Copy every one of the records below word for word, leaving the pictures out of your copy.

## [Source data]
····················
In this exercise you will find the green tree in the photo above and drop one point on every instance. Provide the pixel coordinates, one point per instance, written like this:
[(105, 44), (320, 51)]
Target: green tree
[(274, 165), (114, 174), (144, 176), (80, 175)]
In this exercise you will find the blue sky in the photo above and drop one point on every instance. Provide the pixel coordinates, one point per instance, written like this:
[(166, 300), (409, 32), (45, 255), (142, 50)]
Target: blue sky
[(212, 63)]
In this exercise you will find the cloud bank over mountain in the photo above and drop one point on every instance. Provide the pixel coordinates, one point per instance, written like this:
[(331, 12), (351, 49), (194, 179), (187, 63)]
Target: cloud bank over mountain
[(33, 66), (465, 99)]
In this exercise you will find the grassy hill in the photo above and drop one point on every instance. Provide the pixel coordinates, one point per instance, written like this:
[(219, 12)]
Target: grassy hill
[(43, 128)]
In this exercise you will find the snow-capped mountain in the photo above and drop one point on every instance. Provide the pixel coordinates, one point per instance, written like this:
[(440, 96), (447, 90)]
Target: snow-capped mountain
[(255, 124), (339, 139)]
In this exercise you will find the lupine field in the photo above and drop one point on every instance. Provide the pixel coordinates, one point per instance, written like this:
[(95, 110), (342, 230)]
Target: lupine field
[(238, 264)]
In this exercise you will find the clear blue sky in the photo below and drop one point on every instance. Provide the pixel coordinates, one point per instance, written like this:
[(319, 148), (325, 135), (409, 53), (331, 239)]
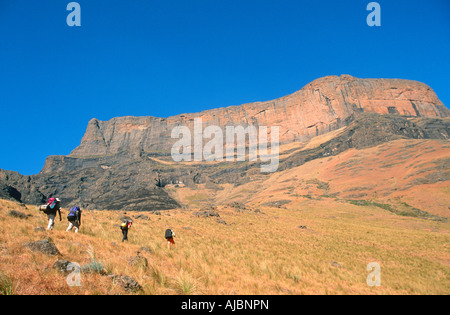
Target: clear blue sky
[(162, 58)]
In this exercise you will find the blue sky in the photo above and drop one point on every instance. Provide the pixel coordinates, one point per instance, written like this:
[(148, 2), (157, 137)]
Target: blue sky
[(162, 58)]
····················
## [Completed exercise]
In this exercise you will find the green tree in the photo above and drop one point on every instance. Provide the pixel coordinates, one point per instance, written like this:
[(105, 44), (320, 51)]
Target: green tree
[(274, 165), (114, 174), (144, 176), (80, 175)]
In this exercise you will find the blue sky in the photo above and drop one point on every instance. Provide the pixel coordinates, one point per instance, written like this:
[(166, 300), (409, 32), (45, 255), (142, 50)]
Target: blue sky
[(212, 63)]
In this exercise you will find the cloud bank over mountain in the photo above and drop one point on every instance. Provide the pixel coordinates, one point per instance, written like this:
[(331, 12), (351, 49), (194, 179), (187, 63)]
Target: cloud bank over mountain
[(33, 66), (465, 99)]
In this exercise you will find the grassy hill in the photo above and drop one point on every instance. Provide the pixel coordinates, one point per instance, written like this:
[(219, 12)]
Target: grassy hill
[(43, 128)]
In this exercise you will find the snow-capped mountain in the photo above and drop one point on every instance. Provide the pixel coordinates, one point per instance, written like this:
[(440, 96), (447, 90)]
Target: snow-capped mountain
[(255, 124), (339, 139)]
In this exercise you will find the lupine field in the photo above and drop one point on every instance. Provide the pixel coordinates, one point per instance, written like this:
[(95, 110), (342, 230)]
Target: lupine field
[(238, 264)]
In this exercise you will find the clear blue sky in the photo below and drop one point on every instance. Provide the pixel coordinates, one point per instance, written like this:
[(319, 148), (325, 135), (409, 53), (331, 239)]
Target: clear blue sky
[(162, 58)]
In this exercise you will find the blue sky in the photo above and drop one point on every instance. Provide the pixel coordinates, one point per instance, written like this:
[(148, 2), (157, 137)]
Target: blue sky
[(162, 58)]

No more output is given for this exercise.